--- START OF Stored records ---

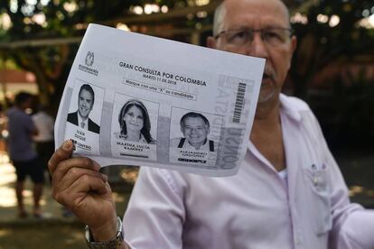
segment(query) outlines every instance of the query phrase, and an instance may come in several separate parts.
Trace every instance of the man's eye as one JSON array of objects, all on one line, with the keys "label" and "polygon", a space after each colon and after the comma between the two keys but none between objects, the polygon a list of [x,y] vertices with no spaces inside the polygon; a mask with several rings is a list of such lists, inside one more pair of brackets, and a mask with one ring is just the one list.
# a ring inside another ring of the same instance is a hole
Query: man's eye
[{"label": "man's eye", "polygon": [[248,32],[246,31],[238,31],[229,35],[229,42],[245,41],[248,37]]},{"label": "man's eye", "polygon": [[272,31],[264,32],[264,36],[266,39],[268,39],[268,40],[278,40],[278,41],[283,40],[282,35],[280,35],[276,32],[272,32]]}]

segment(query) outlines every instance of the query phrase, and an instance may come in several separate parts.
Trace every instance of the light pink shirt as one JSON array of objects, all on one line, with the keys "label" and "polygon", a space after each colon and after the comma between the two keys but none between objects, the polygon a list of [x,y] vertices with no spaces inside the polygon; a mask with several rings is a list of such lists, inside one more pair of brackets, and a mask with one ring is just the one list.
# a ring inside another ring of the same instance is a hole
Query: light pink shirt
[{"label": "light pink shirt", "polygon": [[232,177],[142,168],[124,217],[132,248],[374,248],[374,212],[350,204],[307,105],[282,95],[281,121],[288,188],[250,142]]}]

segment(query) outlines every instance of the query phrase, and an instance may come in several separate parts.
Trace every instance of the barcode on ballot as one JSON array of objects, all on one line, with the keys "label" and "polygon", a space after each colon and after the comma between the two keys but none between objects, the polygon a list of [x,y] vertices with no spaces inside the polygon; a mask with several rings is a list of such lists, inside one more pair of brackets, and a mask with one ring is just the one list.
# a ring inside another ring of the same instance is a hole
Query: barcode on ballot
[{"label": "barcode on ballot", "polygon": [[235,101],[234,115],[232,116],[233,123],[240,123],[240,117],[244,107],[244,95],[246,94],[247,84],[238,83],[237,100]]}]

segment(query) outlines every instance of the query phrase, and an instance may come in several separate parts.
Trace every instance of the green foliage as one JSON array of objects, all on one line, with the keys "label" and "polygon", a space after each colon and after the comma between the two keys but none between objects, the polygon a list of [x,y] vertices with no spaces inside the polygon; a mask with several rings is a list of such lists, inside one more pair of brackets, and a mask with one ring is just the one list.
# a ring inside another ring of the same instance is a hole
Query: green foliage
[{"label": "green foliage", "polygon": [[[351,60],[361,54],[374,55],[374,31],[360,27],[364,10],[373,10],[372,0],[322,0],[304,13],[306,24],[295,23],[298,39],[290,77],[295,95],[306,98],[306,91],[313,76],[330,63]],[[329,19],[318,22],[319,14]],[[329,24],[332,16],[339,17],[339,24]]]},{"label": "green foliage", "polygon": [[[30,4],[32,3],[32,4]],[[158,3],[169,9],[186,1],[167,0],[7,0],[0,1],[0,15],[7,14],[12,26],[0,29],[0,43],[40,39],[79,37],[89,23],[101,23],[134,15],[132,6]],[[39,19],[38,22],[38,18]],[[45,22],[42,22],[42,19]],[[114,24],[114,22],[112,22]],[[37,78],[42,103],[57,110],[70,68],[79,44],[0,47],[0,59],[11,59]]]}]

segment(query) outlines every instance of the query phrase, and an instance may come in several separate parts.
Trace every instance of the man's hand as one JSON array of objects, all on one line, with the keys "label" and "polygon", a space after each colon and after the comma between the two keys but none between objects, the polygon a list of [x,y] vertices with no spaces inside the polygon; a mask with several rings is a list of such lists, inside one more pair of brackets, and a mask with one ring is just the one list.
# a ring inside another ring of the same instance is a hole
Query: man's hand
[{"label": "man's hand", "polygon": [[72,147],[66,141],[48,162],[52,197],[89,225],[95,241],[111,240],[117,233],[117,213],[108,177],[94,161],[70,158]]}]

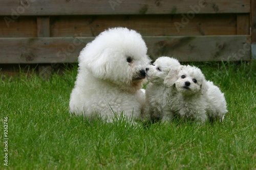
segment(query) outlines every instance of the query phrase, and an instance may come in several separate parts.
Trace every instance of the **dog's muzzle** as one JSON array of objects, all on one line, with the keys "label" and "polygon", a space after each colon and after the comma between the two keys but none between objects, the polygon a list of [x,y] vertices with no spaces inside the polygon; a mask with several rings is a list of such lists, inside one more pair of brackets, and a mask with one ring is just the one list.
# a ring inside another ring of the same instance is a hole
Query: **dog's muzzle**
[{"label": "dog's muzzle", "polygon": [[135,78],[134,80],[143,79],[146,77],[146,71],[144,69],[141,69],[138,72],[137,76]]}]

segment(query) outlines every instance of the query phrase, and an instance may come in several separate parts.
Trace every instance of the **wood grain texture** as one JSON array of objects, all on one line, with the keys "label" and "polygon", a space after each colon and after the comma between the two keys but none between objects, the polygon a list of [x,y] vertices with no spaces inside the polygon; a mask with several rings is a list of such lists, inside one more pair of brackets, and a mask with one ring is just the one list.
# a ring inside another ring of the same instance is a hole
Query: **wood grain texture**
[{"label": "wood grain texture", "polygon": [[50,17],[47,16],[39,16],[36,18],[36,21],[37,26],[37,37],[50,37]]},{"label": "wood grain texture", "polygon": [[[249,14],[245,14],[248,18]],[[230,35],[237,34],[237,14],[196,15],[187,23],[181,15],[22,16],[8,28],[0,20],[0,37],[96,36],[109,28],[127,27],[143,36]],[[179,23],[183,27],[176,24]],[[248,24],[247,24],[248,25]],[[247,26],[246,25],[246,26]],[[243,28],[249,30],[248,28]],[[247,27],[246,26],[246,27]],[[50,35],[49,35],[50,34]]]},{"label": "wood grain texture", "polygon": [[36,17],[20,16],[17,20],[9,21],[6,22],[0,19],[0,37],[37,37]]},{"label": "wood grain texture", "polygon": [[251,0],[251,41],[253,43],[256,44],[256,0]]},{"label": "wood grain texture", "polygon": [[1,0],[0,15],[250,13],[250,0]]},{"label": "wood grain texture", "polygon": [[[144,37],[148,54],[181,61],[250,60],[250,36]],[[0,63],[74,63],[93,37],[0,38]],[[248,46],[249,45],[249,46]],[[249,49],[249,50],[248,50]]]},{"label": "wood grain texture", "polygon": [[247,14],[238,14],[237,34],[250,35],[250,15]]},{"label": "wood grain texture", "polygon": [[[116,27],[136,30],[142,36],[237,34],[235,14],[197,15],[185,23],[182,18],[181,15],[52,17],[51,36],[66,37],[76,34],[83,37],[96,36],[109,28]],[[177,23],[182,25],[183,27],[176,27]]]}]

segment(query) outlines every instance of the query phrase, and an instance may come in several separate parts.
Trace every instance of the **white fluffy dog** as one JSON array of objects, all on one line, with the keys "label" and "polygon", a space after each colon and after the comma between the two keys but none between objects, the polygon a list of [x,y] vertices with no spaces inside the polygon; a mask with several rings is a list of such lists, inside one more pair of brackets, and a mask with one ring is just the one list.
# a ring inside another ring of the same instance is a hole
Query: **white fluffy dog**
[{"label": "white fluffy dog", "polygon": [[173,77],[176,77],[180,66],[177,60],[161,57],[146,68],[146,77],[150,83],[146,89],[146,103],[142,118],[148,120],[154,117],[164,122],[173,118],[170,105],[176,90],[170,85],[169,82],[173,81]]},{"label": "white fluffy dog", "polygon": [[179,117],[198,124],[204,123],[207,118],[222,120],[227,110],[224,94],[219,88],[206,81],[196,67],[181,66],[179,69],[175,82],[178,93],[172,106]]},{"label": "white fluffy dog", "polygon": [[145,102],[140,90],[151,60],[140,34],[126,28],[103,32],[78,58],[79,69],[71,94],[71,112],[111,122],[121,113],[138,118]]}]

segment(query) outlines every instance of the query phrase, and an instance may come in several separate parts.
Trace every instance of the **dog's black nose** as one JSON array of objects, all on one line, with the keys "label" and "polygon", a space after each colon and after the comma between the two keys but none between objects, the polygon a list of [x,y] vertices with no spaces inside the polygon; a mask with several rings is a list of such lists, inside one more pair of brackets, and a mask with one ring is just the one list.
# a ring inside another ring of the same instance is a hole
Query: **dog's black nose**
[{"label": "dog's black nose", "polygon": [[190,82],[185,82],[185,85],[186,86],[189,86],[189,85],[190,85]]},{"label": "dog's black nose", "polygon": [[141,78],[144,78],[146,77],[146,71],[145,71],[145,70],[144,69],[140,70],[139,73],[139,77],[140,77]]}]

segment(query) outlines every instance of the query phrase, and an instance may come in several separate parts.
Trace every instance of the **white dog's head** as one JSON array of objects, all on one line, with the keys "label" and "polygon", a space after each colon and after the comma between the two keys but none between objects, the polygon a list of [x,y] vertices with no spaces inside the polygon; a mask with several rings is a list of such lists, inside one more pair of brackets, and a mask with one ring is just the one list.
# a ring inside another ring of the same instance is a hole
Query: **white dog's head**
[{"label": "white dog's head", "polygon": [[88,43],[79,57],[79,71],[89,70],[99,79],[124,88],[140,89],[151,60],[141,35],[127,28],[102,32]]},{"label": "white dog's head", "polygon": [[147,79],[152,83],[168,86],[169,78],[176,73],[175,70],[180,66],[180,63],[176,59],[169,57],[159,57],[152,65],[146,68]]},{"label": "white dog's head", "polygon": [[201,70],[195,66],[184,66],[178,74],[175,85],[178,91],[191,95],[200,92],[204,94],[207,90],[206,80]]}]

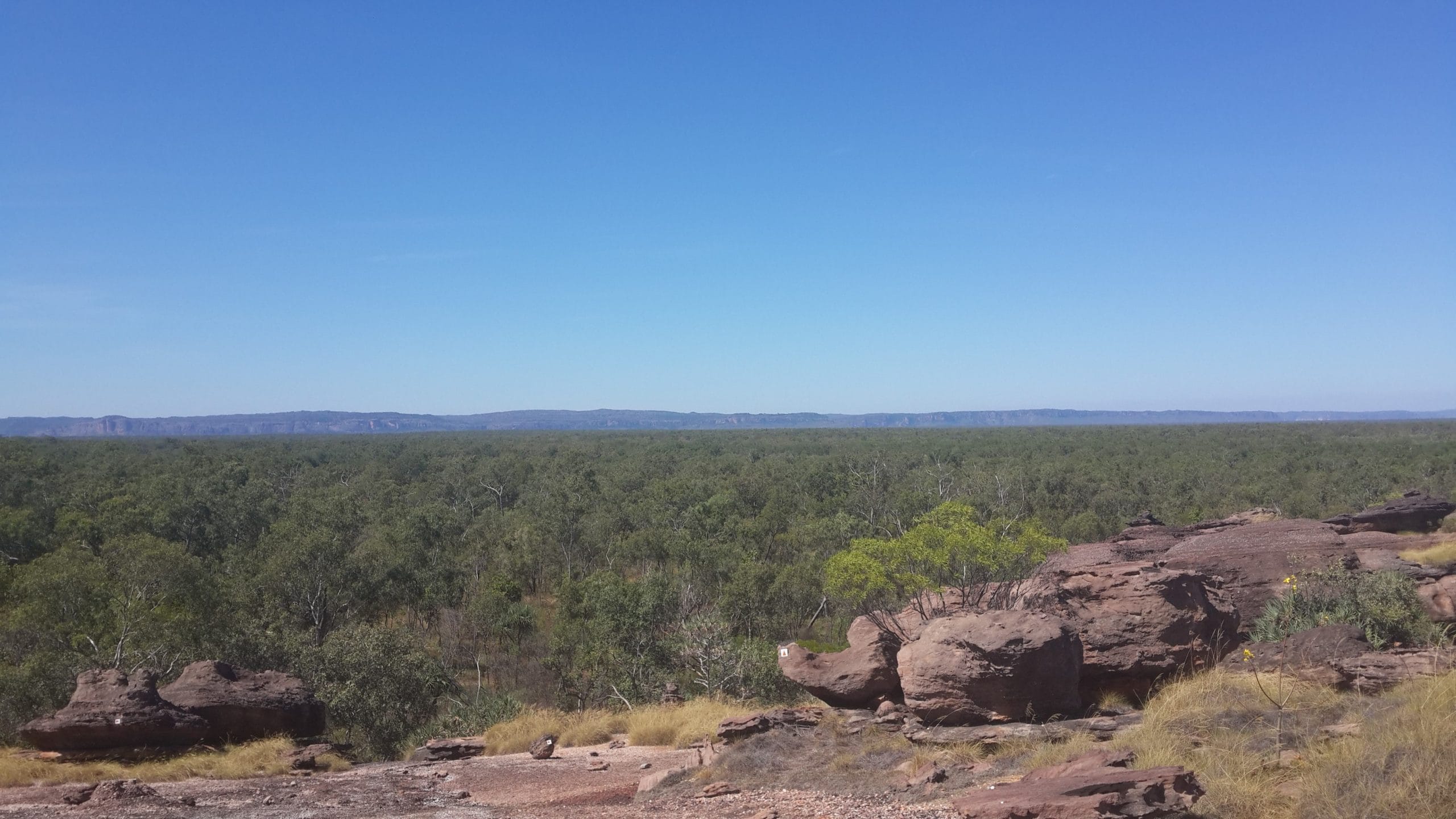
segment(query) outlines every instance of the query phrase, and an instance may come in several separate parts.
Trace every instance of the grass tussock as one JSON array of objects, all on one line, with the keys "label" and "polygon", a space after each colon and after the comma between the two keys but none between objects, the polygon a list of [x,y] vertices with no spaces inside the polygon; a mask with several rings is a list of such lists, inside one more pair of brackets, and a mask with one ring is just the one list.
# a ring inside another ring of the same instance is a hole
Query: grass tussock
[{"label": "grass tussock", "polygon": [[1299,772],[1278,767],[1278,753],[1307,752],[1322,726],[1341,720],[1345,700],[1325,686],[1270,675],[1201,673],[1163,688],[1143,711],[1143,724],[1114,746],[1133,751],[1140,768],[1195,771],[1208,791],[1200,815],[1286,819],[1294,803],[1281,785]]},{"label": "grass tussock", "polygon": [[1425,549],[1404,551],[1401,557],[1421,565],[1434,565],[1439,568],[1456,565],[1456,538]]},{"label": "grass tussock", "polygon": [[[1262,682],[1262,688],[1261,683]],[[1271,701],[1273,700],[1273,701]],[[1274,702],[1283,704],[1283,708]],[[1360,723],[1358,736],[1319,729]],[[1153,697],[1143,724],[1108,745],[1006,743],[997,768],[1019,775],[1095,748],[1133,751],[1134,765],[1182,765],[1207,788],[1197,816],[1219,819],[1456,819],[1456,673],[1382,697],[1341,694],[1277,675],[1208,672]],[[1300,759],[1280,765],[1280,752]]]},{"label": "grass tussock", "polygon": [[638,707],[628,714],[628,740],[632,745],[683,748],[703,737],[716,739],[718,723],[754,710],[743,702],[708,697],[681,705]]},{"label": "grass tussock", "polygon": [[[100,780],[137,778],[144,783],[172,783],[194,777],[211,780],[245,780],[288,772],[282,755],[293,749],[288,739],[261,739],[245,745],[230,745],[221,751],[197,751],[169,759],[147,762],[47,762],[28,759],[15,749],[0,751],[0,787],[58,785],[64,783],[95,783]],[[347,771],[347,759],[326,753],[319,765],[328,771]]]},{"label": "grass tussock", "polygon": [[724,718],[756,710],[759,708],[753,704],[711,697],[689,700],[681,705],[638,705],[630,711],[527,708],[515,718],[496,723],[485,732],[485,752],[520,753],[545,733],[556,734],[562,748],[598,745],[622,733],[628,734],[632,745],[683,748],[713,736]]},{"label": "grass tussock", "polygon": [[1456,673],[1372,701],[1358,737],[1329,743],[1305,777],[1299,819],[1456,818]]}]

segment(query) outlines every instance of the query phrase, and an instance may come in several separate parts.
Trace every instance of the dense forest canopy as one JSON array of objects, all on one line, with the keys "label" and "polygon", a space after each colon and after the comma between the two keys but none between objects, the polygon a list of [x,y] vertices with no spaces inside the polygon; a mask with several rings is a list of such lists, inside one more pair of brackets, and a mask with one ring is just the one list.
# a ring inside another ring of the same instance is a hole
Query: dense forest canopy
[{"label": "dense forest canopy", "polygon": [[79,669],[198,657],[309,678],[380,753],[441,694],[457,729],[502,694],[776,697],[773,643],[852,614],[826,561],[943,501],[1082,542],[1412,487],[1456,490],[1456,423],[0,439],[0,732]]}]

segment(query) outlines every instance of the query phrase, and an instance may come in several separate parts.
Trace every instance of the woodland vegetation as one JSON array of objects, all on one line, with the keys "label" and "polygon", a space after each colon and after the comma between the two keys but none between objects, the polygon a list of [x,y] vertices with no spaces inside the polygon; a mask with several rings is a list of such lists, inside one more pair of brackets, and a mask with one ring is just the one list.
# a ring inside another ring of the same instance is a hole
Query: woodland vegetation
[{"label": "woodland vegetation", "polygon": [[376,755],[668,681],[780,700],[775,643],[855,614],[826,563],[945,501],[1035,552],[1411,487],[1456,490],[1456,423],[0,439],[0,743],[80,669],[201,657],[304,676]]}]

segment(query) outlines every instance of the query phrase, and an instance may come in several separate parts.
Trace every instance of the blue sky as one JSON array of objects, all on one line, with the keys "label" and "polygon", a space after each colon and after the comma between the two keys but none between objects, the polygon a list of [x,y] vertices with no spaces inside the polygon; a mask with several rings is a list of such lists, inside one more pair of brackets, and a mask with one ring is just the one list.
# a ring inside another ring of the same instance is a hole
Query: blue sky
[{"label": "blue sky", "polygon": [[1456,407],[1456,4],[0,3],[0,415]]}]

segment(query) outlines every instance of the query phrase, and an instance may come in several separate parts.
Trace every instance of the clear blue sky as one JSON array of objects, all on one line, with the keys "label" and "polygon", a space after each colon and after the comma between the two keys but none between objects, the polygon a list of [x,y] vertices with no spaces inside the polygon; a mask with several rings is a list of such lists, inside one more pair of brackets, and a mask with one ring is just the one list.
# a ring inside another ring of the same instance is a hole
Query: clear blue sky
[{"label": "clear blue sky", "polygon": [[0,415],[1456,407],[1456,4],[0,3]]}]

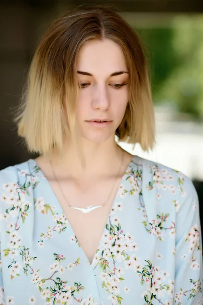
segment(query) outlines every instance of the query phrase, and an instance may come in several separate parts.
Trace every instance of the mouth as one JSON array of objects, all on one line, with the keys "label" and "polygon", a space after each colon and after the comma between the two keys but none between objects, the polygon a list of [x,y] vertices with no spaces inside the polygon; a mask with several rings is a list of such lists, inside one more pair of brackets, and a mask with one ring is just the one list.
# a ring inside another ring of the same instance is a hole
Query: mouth
[{"label": "mouth", "polygon": [[90,126],[94,127],[106,127],[111,124],[113,121],[96,121],[89,120],[86,121]]}]

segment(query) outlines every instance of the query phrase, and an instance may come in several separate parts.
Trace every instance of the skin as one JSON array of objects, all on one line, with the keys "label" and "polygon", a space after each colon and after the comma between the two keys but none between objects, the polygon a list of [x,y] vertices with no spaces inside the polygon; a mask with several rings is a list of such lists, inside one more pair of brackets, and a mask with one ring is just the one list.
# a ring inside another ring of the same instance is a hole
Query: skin
[{"label": "skin", "polygon": [[[120,71],[128,72],[124,54],[120,46],[111,40],[88,41],[80,51],[76,66],[81,86],[76,113],[77,128],[86,168],[84,170],[82,167],[77,148],[72,144],[67,149],[65,143],[62,157],[52,159],[55,172],[59,180],[72,178],[87,181],[95,177],[115,176],[120,167],[122,150],[115,141],[115,133],[128,100],[129,75],[111,75]],[[92,75],[83,75],[79,71]],[[123,84],[125,85],[116,88]],[[86,121],[96,117],[107,117],[113,122],[109,127],[97,129]],[[124,151],[124,169],[131,156]],[[39,157],[37,162],[40,164],[43,158]]]}]

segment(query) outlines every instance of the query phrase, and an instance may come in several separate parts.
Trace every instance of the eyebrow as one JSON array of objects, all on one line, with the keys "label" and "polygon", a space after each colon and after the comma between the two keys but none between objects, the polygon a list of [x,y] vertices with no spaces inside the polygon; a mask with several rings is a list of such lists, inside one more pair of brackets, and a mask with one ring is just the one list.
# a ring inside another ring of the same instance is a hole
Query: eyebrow
[{"label": "eyebrow", "polygon": [[[82,74],[83,75],[88,75],[89,76],[93,76],[92,74],[91,73],[89,73],[89,72],[85,72],[84,71],[77,71],[78,74]],[[124,73],[129,74],[129,72],[126,71],[119,71],[118,72],[114,72],[111,74],[110,77],[112,77],[112,76],[116,76],[117,75],[121,75],[121,74],[123,74]]]}]

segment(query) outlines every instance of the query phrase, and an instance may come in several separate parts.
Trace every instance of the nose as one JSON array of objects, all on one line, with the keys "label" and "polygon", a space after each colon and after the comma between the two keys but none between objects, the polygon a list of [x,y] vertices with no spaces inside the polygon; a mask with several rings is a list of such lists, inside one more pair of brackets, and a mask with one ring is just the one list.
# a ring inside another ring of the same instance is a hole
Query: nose
[{"label": "nose", "polygon": [[105,84],[97,84],[94,88],[92,100],[92,107],[106,110],[109,108],[110,97]]}]

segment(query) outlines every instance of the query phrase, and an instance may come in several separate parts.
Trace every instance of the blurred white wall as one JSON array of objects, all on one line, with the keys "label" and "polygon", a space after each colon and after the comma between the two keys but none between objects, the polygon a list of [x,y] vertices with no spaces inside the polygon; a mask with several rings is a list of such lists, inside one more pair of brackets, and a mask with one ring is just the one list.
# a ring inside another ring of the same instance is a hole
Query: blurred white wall
[{"label": "blurred white wall", "polygon": [[[203,124],[174,120],[170,106],[154,107],[157,144],[153,151],[143,151],[140,144],[121,143],[124,149],[182,172],[191,179],[203,180]],[[176,113],[176,115],[177,114]]]}]

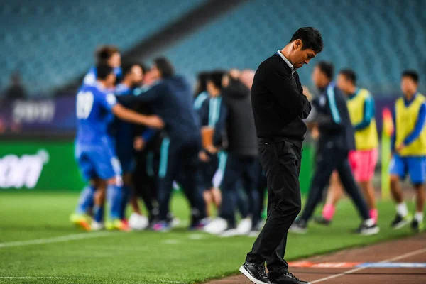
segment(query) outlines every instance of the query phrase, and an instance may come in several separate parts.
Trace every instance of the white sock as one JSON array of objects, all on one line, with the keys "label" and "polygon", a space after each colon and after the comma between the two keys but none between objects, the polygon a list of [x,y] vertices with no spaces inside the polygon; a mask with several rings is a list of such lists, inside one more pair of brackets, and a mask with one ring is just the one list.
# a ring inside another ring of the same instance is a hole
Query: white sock
[{"label": "white sock", "polygon": [[405,202],[402,202],[396,205],[396,212],[402,217],[405,217],[408,214],[408,209],[407,209],[407,204]]},{"label": "white sock", "polygon": [[423,222],[423,212],[415,212],[414,214],[414,219],[419,223]]}]

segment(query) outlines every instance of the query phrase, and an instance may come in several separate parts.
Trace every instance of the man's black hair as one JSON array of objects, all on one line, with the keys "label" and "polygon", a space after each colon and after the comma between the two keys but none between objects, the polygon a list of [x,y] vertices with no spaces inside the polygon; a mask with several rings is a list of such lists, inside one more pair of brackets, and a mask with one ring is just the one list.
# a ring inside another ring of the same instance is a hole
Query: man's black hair
[{"label": "man's black hair", "polygon": [[330,80],[333,80],[334,66],[333,63],[328,61],[320,61],[317,65],[322,72],[323,72]]},{"label": "man's black hair", "polygon": [[351,81],[352,84],[356,84],[356,74],[351,69],[342,69],[339,74],[344,75],[347,80]]},{"label": "man's black hair", "polygon": [[197,80],[198,81],[198,86],[195,91],[195,94],[199,94],[207,90],[207,78],[209,77],[210,72],[207,71],[203,71],[198,73],[197,75]]},{"label": "man's black hair", "polygon": [[408,77],[411,78],[416,84],[418,84],[419,82],[419,74],[415,70],[405,70],[403,72],[401,77]]},{"label": "man's black hair", "polygon": [[114,45],[102,45],[98,48],[95,51],[95,58],[98,63],[104,63],[111,57],[116,53],[119,53],[120,50],[118,48]]},{"label": "man's black hair", "polygon": [[300,28],[293,35],[290,43],[295,40],[302,40],[302,49],[312,49],[316,53],[322,50],[323,43],[321,33],[312,27]]},{"label": "man's black hair", "polygon": [[137,64],[138,65],[141,66],[141,68],[142,68],[142,74],[146,75],[146,72],[150,70],[149,66],[148,66],[146,64],[143,62]]},{"label": "man's black hair", "polygon": [[223,70],[214,70],[207,77],[207,81],[212,81],[213,84],[218,89],[222,89],[222,78],[226,72]]},{"label": "man's black hair", "polygon": [[175,67],[168,59],[160,57],[154,59],[154,63],[161,73],[161,77],[168,78],[175,75]]},{"label": "man's black hair", "polygon": [[105,80],[113,70],[113,68],[106,63],[98,64],[96,65],[96,77],[100,80]]},{"label": "man's black hair", "polygon": [[121,76],[125,77],[129,73],[131,72],[131,68],[134,65],[137,65],[137,63],[129,63],[125,62],[121,65]]}]

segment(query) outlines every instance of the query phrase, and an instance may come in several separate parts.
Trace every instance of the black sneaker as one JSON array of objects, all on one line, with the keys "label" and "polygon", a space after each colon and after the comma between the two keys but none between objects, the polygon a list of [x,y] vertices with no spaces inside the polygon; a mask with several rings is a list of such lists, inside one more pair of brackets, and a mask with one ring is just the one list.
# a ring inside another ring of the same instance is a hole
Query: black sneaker
[{"label": "black sneaker", "polygon": [[291,225],[288,231],[297,234],[306,234],[307,226],[306,221],[302,219],[296,220]]},{"label": "black sneaker", "polygon": [[393,221],[392,221],[392,223],[390,223],[390,227],[395,230],[398,230],[410,224],[411,219],[411,215],[409,214],[405,217],[402,217],[399,214],[397,214]]},{"label": "black sneaker", "polygon": [[420,233],[425,229],[425,225],[414,219],[411,222],[411,229],[416,233]]},{"label": "black sneaker", "polygon": [[373,225],[368,226],[364,222],[356,229],[356,234],[359,234],[360,235],[363,236],[375,235],[378,234],[380,228],[377,226],[377,224],[374,224]]},{"label": "black sneaker", "polygon": [[240,272],[246,275],[250,281],[256,284],[271,284],[264,265],[248,263],[245,262],[240,267]]},{"label": "black sneaker", "polygon": [[328,226],[332,223],[332,220],[327,220],[327,219],[324,218],[322,216],[318,216],[318,217],[314,218],[314,222],[317,224],[319,224],[323,225],[323,226]]},{"label": "black sneaker", "polygon": [[271,278],[271,282],[273,284],[310,284],[309,282],[300,280],[288,271],[278,278]]}]

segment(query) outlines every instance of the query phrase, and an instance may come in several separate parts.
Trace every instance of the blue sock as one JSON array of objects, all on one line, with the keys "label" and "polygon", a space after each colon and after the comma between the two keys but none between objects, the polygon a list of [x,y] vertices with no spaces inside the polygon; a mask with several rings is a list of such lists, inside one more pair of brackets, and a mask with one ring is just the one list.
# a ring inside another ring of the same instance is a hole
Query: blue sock
[{"label": "blue sock", "polygon": [[97,222],[102,222],[102,221],[104,220],[104,205],[95,205],[93,207],[93,217],[94,219],[94,221],[96,221]]},{"label": "blue sock", "polygon": [[106,197],[109,204],[109,219],[114,220],[120,218],[123,187],[116,185],[108,185]]},{"label": "blue sock", "polygon": [[93,197],[96,188],[92,185],[88,185],[80,194],[80,200],[78,201],[78,205],[75,209],[75,212],[78,214],[86,214],[87,209],[93,206]]},{"label": "blue sock", "polygon": [[126,218],[126,209],[130,200],[130,187],[129,185],[123,185],[123,193],[121,200],[121,207],[120,208],[120,219],[122,220]]}]

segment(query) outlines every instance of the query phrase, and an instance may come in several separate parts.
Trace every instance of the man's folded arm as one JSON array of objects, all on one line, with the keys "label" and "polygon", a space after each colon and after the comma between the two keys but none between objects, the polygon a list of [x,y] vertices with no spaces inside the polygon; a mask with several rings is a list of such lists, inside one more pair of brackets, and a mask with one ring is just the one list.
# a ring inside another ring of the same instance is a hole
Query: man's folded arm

--- END OF Stored records ---

▸ Task brief
Pick out each line in the items above that contains the word "clear". The match is case-sensitive.

▸ Reply
Trace every instance of the clear blue sky as one JSON array of objects, all on one line, with the keys "label" and "polygon", a space after each colon and after the comma between the two keys but none between objects, the polygon a list of [x,y] vertices with no spaces inside the polygon; a mask with several rings is a list of such lists, inside one more pair of brackets, and a mask with one ring is just the one list.
Query: clear blue sky
[{"label": "clear blue sky", "polygon": [[0,415],[1456,407],[1456,4],[0,3]]}]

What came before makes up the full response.